Job - Pull out every line from the lines below that contains the word "woman", treating case as significant.

── Supplied information ──

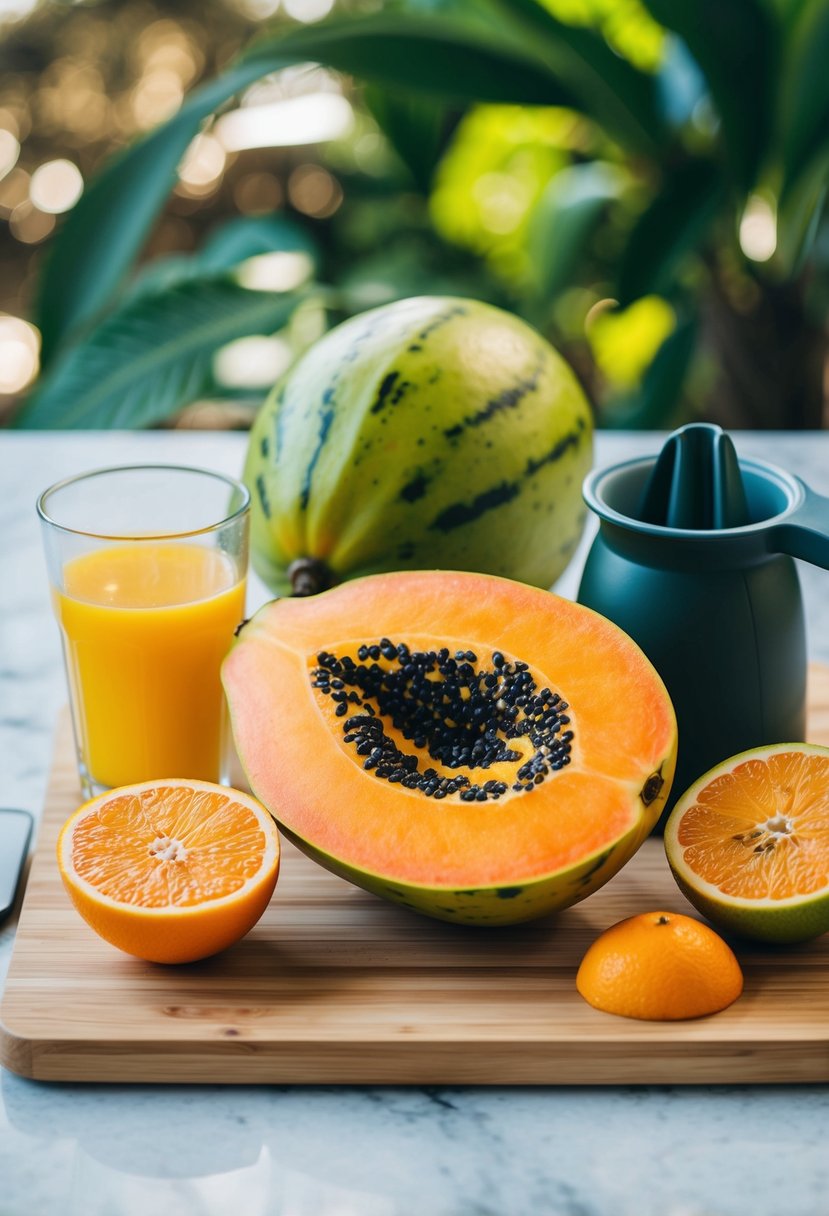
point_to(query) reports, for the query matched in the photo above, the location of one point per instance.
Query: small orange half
(660, 967)
(170, 871)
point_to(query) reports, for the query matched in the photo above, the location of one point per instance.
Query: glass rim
(231, 482)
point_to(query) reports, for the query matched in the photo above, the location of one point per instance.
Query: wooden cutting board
(336, 986)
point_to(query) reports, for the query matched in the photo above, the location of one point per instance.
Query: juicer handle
(805, 532)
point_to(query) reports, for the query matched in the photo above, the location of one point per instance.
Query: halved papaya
(469, 747)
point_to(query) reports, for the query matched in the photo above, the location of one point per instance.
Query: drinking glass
(147, 567)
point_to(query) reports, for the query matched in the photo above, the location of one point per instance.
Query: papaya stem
(309, 575)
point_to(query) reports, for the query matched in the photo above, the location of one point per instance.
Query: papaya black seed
(462, 720)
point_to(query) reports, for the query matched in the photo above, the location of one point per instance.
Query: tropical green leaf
(799, 218)
(105, 231)
(680, 82)
(734, 41)
(416, 127)
(152, 356)
(672, 225)
(621, 99)
(454, 55)
(805, 94)
(248, 236)
(564, 220)
(655, 405)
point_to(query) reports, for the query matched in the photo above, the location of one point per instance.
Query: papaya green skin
(428, 433)
(490, 906)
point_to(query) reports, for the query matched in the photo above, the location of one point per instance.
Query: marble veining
(364, 1152)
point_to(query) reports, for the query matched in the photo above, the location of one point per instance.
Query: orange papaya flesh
(444, 738)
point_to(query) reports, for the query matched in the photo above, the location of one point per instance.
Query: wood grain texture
(336, 986)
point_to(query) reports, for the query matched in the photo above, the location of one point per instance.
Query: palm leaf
(565, 219)
(102, 235)
(621, 99)
(152, 356)
(805, 94)
(671, 226)
(734, 41)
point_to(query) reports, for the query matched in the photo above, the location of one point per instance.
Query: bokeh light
(10, 150)
(292, 122)
(252, 362)
(759, 229)
(30, 225)
(20, 354)
(56, 186)
(280, 271)
(308, 10)
(257, 193)
(314, 191)
(202, 167)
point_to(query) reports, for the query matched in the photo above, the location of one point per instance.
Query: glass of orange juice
(147, 567)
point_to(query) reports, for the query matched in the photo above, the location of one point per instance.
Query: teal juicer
(694, 558)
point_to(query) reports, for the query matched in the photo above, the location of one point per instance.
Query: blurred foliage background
(652, 198)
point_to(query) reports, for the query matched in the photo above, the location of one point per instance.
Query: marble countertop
(112, 1150)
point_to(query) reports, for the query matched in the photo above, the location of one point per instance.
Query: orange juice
(145, 628)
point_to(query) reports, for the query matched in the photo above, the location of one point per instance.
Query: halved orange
(660, 967)
(749, 843)
(170, 871)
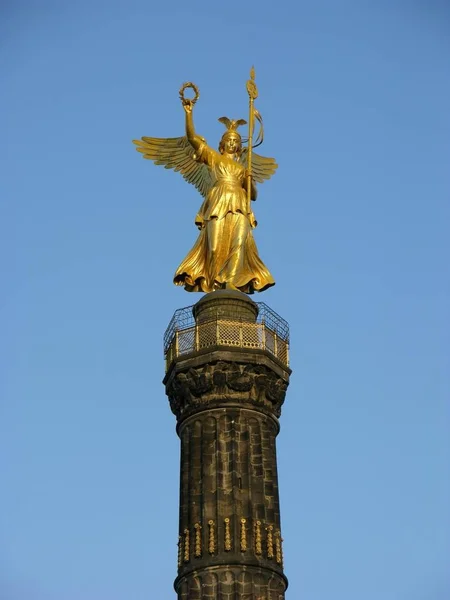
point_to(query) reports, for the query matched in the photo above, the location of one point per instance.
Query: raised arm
(195, 140)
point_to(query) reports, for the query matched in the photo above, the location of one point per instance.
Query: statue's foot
(230, 286)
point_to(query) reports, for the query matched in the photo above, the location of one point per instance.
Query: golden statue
(225, 253)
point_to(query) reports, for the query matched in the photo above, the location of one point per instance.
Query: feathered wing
(177, 154)
(262, 167)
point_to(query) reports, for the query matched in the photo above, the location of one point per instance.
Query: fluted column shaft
(227, 403)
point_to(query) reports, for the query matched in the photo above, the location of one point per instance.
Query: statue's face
(231, 144)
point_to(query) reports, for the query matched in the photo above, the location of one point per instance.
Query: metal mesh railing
(270, 332)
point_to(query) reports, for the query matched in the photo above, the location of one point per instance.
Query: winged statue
(225, 253)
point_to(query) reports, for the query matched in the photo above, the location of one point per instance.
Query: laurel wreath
(193, 87)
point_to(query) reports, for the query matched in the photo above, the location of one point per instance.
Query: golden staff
(252, 95)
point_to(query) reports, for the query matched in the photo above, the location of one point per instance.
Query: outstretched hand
(188, 105)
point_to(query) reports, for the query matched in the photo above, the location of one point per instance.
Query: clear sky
(355, 97)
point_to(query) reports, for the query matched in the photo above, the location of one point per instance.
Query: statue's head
(231, 142)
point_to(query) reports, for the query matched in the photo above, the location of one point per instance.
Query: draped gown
(225, 251)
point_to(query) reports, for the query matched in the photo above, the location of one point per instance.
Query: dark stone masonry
(227, 398)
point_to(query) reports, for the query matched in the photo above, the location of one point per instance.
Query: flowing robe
(225, 251)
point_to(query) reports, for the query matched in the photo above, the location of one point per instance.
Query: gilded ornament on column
(269, 541)
(243, 535)
(258, 539)
(180, 551)
(212, 537)
(198, 540)
(186, 545)
(227, 535)
(278, 549)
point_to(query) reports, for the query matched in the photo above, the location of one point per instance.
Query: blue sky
(354, 227)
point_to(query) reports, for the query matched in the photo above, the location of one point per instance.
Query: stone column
(227, 400)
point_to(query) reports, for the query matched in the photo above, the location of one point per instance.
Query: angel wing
(179, 155)
(262, 167)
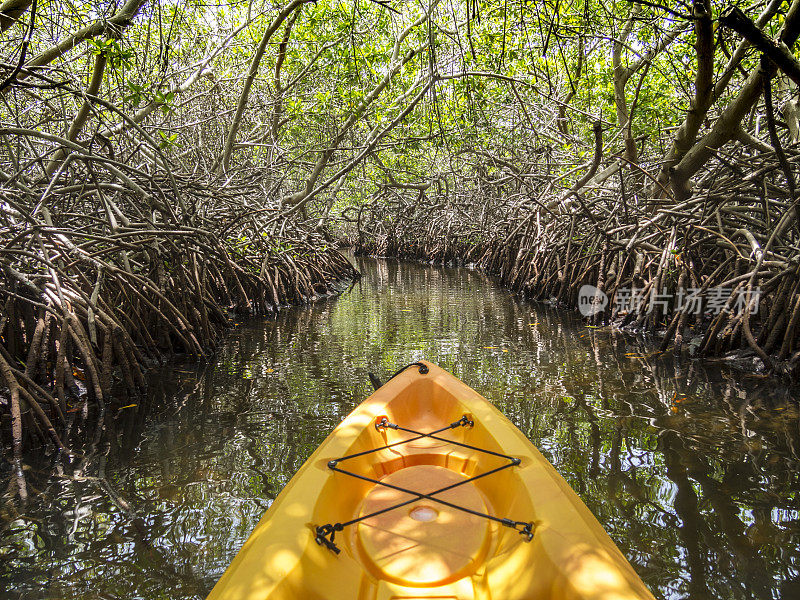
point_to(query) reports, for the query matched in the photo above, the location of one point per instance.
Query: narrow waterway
(692, 471)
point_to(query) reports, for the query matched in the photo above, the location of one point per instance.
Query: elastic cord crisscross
(325, 533)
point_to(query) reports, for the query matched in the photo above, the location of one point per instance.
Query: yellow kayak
(427, 491)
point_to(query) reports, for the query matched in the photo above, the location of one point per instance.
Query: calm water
(693, 472)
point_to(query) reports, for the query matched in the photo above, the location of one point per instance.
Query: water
(692, 471)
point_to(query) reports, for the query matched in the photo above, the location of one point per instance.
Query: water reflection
(693, 471)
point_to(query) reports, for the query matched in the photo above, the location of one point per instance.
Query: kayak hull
(431, 547)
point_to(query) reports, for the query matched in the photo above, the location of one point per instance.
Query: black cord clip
(464, 421)
(385, 423)
(322, 533)
(525, 529)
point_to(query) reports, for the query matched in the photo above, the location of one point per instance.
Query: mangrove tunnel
(588, 210)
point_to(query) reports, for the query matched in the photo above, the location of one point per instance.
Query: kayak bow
(427, 491)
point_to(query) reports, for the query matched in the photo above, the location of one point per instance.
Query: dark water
(693, 472)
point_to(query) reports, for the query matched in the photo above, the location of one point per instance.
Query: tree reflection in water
(693, 471)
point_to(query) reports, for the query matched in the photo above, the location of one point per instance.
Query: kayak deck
(450, 544)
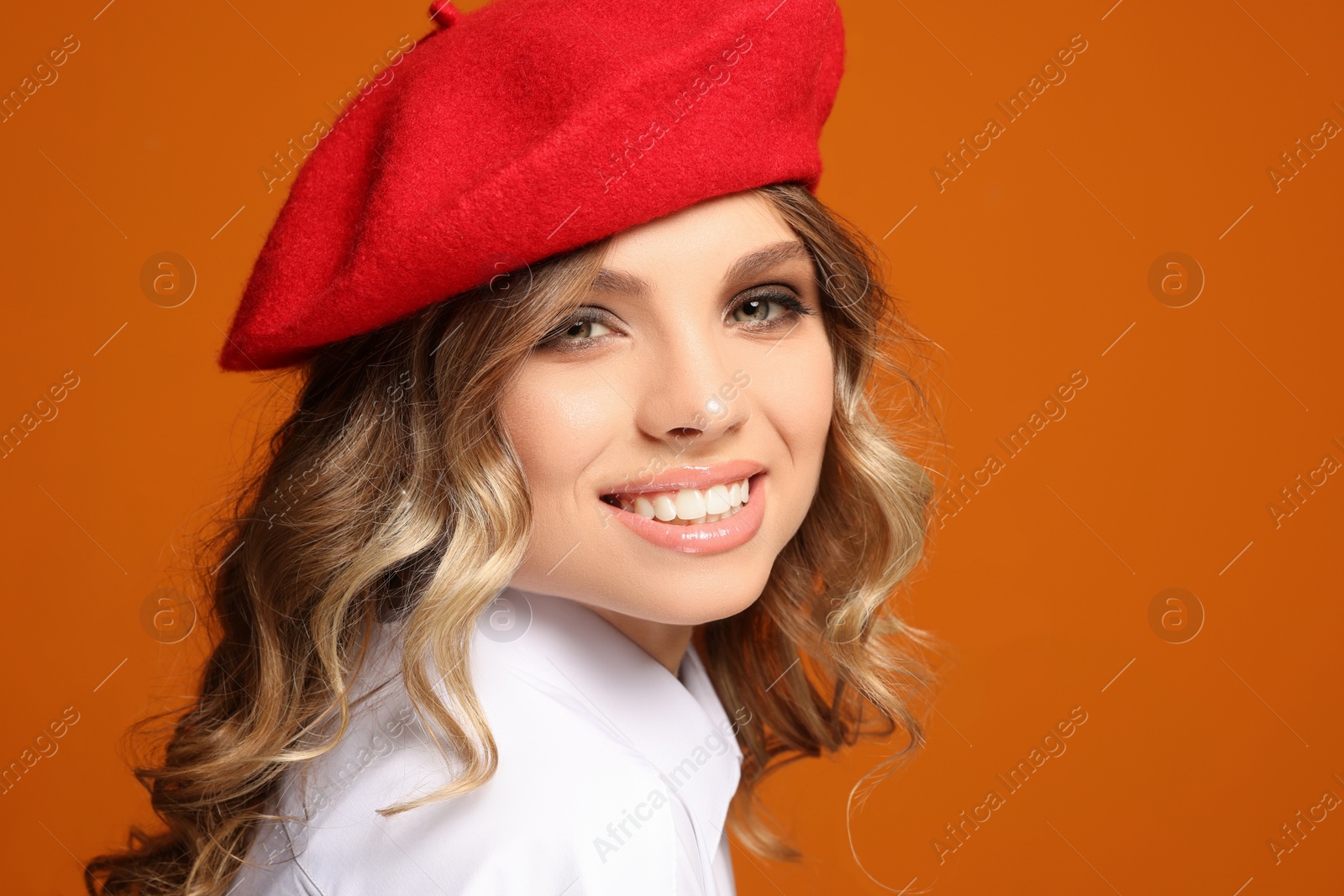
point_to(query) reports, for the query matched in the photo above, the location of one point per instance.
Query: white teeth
(717, 500)
(663, 506)
(690, 504)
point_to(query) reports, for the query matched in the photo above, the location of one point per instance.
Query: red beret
(526, 129)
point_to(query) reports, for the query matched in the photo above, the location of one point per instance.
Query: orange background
(1027, 268)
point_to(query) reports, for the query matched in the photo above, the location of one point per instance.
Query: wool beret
(526, 129)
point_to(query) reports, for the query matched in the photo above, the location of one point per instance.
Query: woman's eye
(768, 307)
(578, 331)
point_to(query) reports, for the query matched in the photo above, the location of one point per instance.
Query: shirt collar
(675, 721)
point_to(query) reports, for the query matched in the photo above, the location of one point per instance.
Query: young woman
(566, 562)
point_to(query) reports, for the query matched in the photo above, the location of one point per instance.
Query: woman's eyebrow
(746, 268)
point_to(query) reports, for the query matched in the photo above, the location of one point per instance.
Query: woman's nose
(692, 392)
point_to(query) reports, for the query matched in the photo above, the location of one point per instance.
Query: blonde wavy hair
(403, 500)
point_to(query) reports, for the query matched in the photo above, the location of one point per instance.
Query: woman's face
(698, 363)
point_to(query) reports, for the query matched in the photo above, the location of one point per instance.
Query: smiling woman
(622, 543)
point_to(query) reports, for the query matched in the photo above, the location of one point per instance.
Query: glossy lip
(690, 477)
(702, 537)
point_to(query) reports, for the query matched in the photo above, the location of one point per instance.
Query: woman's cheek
(558, 429)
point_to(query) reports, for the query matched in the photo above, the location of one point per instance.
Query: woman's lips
(703, 537)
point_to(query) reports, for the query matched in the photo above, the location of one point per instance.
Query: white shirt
(615, 777)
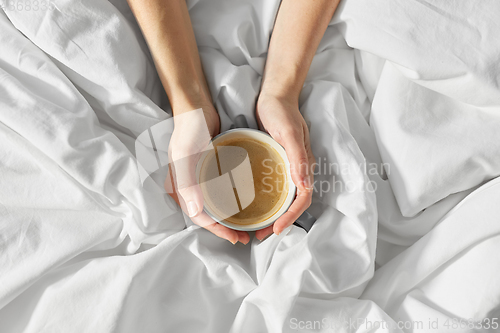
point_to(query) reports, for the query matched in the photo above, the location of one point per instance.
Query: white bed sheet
(85, 248)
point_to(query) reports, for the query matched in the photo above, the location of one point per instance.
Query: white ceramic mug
(264, 138)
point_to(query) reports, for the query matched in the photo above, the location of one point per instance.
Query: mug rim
(270, 220)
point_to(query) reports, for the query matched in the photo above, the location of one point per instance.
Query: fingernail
(192, 209)
(306, 183)
(263, 239)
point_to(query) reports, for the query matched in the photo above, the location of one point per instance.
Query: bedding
(402, 100)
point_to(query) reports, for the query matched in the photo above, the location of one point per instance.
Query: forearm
(167, 28)
(299, 27)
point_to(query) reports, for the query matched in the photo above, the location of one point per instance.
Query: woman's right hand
(192, 133)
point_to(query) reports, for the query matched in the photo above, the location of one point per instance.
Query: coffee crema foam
(256, 195)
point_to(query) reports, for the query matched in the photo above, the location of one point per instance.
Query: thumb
(190, 194)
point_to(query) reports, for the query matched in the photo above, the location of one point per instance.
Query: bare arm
(167, 28)
(298, 30)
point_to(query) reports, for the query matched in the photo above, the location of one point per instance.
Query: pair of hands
(281, 118)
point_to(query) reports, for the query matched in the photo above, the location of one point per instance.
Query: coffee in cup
(245, 180)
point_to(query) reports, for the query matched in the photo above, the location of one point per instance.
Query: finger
(186, 185)
(243, 237)
(263, 233)
(299, 160)
(299, 205)
(216, 228)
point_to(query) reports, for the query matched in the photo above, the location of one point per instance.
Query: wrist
(282, 88)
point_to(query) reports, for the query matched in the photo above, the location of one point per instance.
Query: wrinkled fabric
(410, 87)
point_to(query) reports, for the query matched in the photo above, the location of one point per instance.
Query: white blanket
(402, 97)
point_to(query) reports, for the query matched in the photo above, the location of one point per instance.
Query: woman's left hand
(281, 118)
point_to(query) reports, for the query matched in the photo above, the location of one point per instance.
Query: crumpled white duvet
(413, 86)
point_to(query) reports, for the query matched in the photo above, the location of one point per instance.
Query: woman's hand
(281, 118)
(297, 32)
(170, 37)
(193, 131)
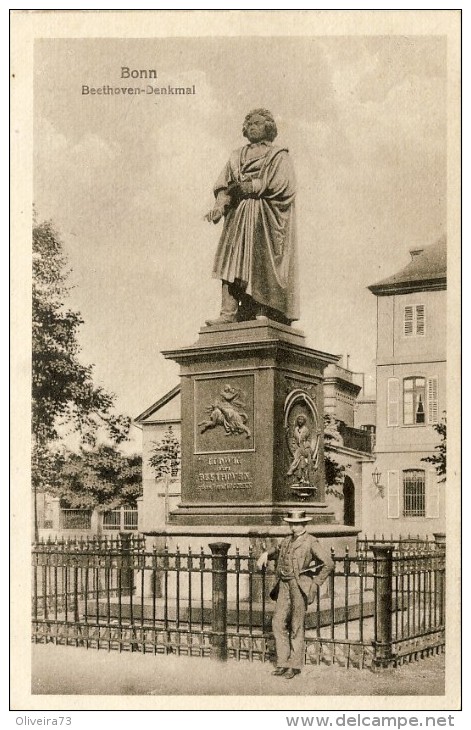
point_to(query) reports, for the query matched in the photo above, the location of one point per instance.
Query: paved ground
(79, 671)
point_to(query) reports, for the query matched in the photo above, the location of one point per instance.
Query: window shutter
(393, 494)
(393, 402)
(420, 319)
(408, 321)
(432, 495)
(432, 400)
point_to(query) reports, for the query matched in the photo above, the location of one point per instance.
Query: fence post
(440, 542)
(383, 604)
(219, 600)
(127, 573)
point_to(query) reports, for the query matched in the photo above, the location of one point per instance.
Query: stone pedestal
(252, 409)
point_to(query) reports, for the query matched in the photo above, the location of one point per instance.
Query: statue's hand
(214, 215)
(246, 188)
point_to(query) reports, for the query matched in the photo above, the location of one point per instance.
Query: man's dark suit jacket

───

Final answer -
Query: woman's eye
Query: young woman
Query: woman's eyebrow
Query: woman's nose
Query: woman's face
Query: smiling woman
Query: woman's cheek
Query: woman's lips
Query: woman's right hand
Query: woman's left hand
Query: woman's hand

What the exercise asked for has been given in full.